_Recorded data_

"""

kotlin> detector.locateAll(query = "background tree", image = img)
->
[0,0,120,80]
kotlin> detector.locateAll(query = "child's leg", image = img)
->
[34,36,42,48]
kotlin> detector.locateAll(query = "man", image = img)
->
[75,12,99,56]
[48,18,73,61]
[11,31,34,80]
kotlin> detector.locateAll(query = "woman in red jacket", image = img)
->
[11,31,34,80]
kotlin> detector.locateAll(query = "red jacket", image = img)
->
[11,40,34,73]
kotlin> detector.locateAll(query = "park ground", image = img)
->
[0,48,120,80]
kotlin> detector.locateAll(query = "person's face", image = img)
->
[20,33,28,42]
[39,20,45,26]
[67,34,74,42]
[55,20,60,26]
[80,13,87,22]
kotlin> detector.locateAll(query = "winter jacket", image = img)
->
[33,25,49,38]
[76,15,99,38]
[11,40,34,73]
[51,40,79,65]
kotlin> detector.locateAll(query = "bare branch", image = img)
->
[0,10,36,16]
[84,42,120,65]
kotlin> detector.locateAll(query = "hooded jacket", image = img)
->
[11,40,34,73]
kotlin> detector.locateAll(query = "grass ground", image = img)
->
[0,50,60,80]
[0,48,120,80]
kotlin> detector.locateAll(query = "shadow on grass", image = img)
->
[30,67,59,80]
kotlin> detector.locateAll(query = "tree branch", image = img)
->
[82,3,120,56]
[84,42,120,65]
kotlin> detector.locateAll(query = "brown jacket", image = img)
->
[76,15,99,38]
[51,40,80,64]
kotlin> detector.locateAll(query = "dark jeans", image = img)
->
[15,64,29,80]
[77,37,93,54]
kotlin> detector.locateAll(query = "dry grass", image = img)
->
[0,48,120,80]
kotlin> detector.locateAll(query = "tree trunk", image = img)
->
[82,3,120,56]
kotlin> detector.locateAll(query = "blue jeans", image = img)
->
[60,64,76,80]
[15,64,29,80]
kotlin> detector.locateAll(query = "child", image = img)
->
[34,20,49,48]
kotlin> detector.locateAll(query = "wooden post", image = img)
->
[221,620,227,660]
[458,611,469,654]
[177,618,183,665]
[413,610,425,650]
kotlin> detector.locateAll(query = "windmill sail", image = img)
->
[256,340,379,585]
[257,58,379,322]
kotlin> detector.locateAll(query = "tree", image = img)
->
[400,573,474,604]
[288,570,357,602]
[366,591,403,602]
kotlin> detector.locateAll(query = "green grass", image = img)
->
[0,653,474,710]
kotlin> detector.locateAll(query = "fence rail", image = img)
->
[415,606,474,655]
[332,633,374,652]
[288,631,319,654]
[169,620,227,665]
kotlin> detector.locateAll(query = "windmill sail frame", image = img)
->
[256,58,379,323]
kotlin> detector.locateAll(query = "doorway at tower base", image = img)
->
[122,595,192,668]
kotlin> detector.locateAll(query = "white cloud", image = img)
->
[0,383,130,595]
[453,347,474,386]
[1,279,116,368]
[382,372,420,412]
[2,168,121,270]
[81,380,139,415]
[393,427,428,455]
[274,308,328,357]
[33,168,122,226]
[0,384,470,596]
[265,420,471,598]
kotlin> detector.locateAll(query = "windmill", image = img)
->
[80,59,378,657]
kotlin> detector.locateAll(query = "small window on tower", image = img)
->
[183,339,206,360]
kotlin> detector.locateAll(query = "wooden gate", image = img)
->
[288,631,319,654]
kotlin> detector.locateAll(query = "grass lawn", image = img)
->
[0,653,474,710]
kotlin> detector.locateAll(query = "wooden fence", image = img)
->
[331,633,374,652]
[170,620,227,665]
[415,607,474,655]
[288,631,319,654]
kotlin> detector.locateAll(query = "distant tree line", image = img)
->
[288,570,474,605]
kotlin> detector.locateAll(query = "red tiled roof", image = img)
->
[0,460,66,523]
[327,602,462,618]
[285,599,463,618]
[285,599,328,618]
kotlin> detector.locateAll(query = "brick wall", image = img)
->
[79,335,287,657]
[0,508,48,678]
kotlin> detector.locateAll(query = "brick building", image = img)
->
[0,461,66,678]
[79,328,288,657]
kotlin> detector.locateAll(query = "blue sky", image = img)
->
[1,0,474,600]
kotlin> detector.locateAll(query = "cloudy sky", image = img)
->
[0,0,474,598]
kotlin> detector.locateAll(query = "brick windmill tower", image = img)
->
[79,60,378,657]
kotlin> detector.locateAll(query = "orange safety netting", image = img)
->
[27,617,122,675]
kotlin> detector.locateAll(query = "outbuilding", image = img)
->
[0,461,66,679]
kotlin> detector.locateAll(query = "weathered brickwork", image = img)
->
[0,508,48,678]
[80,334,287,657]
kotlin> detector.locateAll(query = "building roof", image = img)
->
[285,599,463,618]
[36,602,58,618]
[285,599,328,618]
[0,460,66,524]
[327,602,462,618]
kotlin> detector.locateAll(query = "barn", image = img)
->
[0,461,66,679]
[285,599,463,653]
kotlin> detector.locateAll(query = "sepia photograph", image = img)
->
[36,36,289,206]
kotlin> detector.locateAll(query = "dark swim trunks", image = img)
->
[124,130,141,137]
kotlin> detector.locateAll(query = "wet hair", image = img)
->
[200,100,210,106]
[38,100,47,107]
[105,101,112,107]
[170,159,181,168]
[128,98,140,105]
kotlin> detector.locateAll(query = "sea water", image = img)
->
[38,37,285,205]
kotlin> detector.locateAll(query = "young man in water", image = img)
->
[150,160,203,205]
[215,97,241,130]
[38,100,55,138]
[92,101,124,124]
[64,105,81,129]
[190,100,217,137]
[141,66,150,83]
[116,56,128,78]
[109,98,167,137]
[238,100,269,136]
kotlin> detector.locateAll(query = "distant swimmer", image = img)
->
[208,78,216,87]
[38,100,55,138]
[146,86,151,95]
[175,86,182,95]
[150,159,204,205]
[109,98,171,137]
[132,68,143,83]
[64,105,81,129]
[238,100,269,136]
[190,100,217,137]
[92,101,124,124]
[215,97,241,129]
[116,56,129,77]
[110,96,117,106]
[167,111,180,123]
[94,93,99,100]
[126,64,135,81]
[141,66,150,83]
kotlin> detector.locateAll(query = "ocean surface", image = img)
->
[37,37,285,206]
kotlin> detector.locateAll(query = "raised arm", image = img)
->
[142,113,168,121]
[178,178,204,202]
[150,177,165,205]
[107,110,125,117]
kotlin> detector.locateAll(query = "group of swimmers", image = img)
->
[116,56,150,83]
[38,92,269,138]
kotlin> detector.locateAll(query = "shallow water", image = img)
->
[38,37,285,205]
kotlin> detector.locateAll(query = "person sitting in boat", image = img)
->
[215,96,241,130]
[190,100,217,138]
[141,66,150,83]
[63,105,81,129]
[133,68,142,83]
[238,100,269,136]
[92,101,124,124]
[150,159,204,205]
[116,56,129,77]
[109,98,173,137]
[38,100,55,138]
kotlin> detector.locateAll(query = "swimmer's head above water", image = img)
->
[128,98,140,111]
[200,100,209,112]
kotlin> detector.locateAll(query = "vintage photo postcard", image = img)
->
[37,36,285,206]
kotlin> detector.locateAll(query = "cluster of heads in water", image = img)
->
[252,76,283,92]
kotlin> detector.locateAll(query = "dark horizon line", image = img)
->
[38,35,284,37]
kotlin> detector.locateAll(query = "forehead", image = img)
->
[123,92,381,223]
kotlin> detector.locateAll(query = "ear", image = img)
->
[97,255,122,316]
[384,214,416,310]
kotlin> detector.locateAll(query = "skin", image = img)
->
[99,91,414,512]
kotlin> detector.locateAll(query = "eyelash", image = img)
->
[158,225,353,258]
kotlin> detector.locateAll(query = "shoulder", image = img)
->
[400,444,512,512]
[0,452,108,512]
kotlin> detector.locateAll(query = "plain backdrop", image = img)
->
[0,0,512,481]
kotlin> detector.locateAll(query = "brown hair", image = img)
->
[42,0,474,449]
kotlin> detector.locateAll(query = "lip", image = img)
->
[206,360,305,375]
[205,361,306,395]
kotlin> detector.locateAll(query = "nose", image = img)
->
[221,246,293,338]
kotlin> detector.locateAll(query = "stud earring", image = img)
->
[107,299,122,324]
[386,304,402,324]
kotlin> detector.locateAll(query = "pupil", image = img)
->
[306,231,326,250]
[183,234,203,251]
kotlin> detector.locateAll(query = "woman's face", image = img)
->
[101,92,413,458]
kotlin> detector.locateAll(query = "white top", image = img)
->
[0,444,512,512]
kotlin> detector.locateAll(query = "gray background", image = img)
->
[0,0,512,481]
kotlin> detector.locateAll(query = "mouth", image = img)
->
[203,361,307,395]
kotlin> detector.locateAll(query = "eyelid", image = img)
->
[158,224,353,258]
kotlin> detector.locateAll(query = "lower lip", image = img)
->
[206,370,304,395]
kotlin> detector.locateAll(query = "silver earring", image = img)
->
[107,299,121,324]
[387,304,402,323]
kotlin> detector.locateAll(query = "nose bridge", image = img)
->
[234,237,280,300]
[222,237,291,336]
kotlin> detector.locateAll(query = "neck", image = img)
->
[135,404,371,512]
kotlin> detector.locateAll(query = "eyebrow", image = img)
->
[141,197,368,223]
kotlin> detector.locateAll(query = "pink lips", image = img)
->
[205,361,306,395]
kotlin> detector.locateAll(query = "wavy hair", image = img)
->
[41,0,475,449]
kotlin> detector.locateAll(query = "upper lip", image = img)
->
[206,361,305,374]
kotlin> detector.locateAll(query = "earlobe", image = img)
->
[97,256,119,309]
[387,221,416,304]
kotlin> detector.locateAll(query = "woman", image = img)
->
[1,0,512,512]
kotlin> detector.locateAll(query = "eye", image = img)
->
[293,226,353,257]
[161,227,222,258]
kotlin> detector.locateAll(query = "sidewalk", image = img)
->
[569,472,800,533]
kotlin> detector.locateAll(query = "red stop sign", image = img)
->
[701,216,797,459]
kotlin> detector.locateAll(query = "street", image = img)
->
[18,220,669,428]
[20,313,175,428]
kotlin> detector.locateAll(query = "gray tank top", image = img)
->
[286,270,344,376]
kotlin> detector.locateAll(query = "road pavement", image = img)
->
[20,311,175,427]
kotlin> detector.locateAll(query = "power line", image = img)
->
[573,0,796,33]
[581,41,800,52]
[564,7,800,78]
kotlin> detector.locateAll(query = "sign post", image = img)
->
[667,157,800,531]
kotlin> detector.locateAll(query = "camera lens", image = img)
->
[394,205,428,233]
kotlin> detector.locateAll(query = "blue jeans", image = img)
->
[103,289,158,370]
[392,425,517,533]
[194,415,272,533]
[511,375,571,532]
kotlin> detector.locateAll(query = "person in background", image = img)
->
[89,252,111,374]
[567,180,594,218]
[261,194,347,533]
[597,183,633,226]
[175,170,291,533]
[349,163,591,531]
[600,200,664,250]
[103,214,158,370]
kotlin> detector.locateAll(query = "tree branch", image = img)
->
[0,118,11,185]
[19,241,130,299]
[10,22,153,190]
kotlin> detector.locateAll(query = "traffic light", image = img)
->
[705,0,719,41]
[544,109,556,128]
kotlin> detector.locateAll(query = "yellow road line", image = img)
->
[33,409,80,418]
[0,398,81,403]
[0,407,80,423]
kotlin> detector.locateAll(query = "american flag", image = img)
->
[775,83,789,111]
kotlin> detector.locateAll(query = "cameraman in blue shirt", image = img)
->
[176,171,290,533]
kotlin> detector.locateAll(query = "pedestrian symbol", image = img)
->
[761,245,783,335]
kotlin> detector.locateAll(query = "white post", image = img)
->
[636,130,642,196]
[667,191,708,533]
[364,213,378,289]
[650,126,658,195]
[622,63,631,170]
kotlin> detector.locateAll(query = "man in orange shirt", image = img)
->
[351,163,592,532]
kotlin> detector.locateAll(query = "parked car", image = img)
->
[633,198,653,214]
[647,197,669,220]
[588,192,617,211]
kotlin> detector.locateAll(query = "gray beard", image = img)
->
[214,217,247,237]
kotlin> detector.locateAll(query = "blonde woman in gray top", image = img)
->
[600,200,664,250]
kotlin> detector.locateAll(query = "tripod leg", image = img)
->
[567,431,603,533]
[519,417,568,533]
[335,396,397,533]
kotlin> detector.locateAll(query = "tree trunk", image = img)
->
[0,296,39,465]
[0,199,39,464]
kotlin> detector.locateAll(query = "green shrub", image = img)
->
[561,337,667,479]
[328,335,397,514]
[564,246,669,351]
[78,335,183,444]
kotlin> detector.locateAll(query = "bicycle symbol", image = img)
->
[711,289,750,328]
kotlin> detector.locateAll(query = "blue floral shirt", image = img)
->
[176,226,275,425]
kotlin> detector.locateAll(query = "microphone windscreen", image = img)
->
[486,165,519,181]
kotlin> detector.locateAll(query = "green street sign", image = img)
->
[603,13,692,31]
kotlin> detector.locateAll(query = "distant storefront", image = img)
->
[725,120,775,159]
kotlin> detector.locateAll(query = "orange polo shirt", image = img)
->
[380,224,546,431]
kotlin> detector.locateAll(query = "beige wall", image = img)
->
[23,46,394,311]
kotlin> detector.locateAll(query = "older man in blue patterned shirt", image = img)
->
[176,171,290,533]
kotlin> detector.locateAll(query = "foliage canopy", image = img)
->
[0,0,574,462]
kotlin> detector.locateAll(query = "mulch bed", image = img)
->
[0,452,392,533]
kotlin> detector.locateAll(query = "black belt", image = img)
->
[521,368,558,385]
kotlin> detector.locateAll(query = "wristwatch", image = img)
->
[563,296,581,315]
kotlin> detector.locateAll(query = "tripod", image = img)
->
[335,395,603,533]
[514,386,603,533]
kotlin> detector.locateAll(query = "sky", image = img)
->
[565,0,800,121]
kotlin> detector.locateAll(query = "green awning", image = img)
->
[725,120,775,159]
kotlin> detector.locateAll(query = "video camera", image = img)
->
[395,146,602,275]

"""

_REQUIREMENT_
Please count the lines in the records that contain the string "jacket", matching case exactly, and reply with that number alone.

_ANSWER FOR THIS EXERCISE_
5